> [EXERCISE DETAILS] Would you give the entries below again in full, exactly as they stand?

> [DATA FOR THIS TASK]
*** Block opens ***

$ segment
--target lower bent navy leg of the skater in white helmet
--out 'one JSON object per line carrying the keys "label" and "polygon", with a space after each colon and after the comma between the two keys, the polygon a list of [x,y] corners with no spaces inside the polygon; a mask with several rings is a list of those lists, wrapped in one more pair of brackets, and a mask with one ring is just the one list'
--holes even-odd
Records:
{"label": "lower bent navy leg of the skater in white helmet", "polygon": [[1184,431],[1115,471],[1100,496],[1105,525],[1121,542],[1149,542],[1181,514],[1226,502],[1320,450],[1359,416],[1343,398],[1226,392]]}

*** Block closes ***

> [ANSWER TO THE EXERCISE]
$ segment
--target lower bent navy leg of the skater in white helmet
--out 'one JSON object per line carrying the keys "label" and "polygon", with a space after each colon and after the comma between the two keys, the polygon a list of [x,y] corners with no spaces inside the polygon; a mask with several rings is a list of those lists, wrapped in one more pair of brackets, and a mask with one ring is just the one list'
--holes even-odd
Records:
{"label": "lower bent navy leg of the skater in white helmet", "polygon": [[1184,431],[1115,471],[1100,496],[1105,525],[1121,542],[1149,542],[1181,514],[1226,502],[1320,450],[1359,416],[1343,398],[1226,392]]}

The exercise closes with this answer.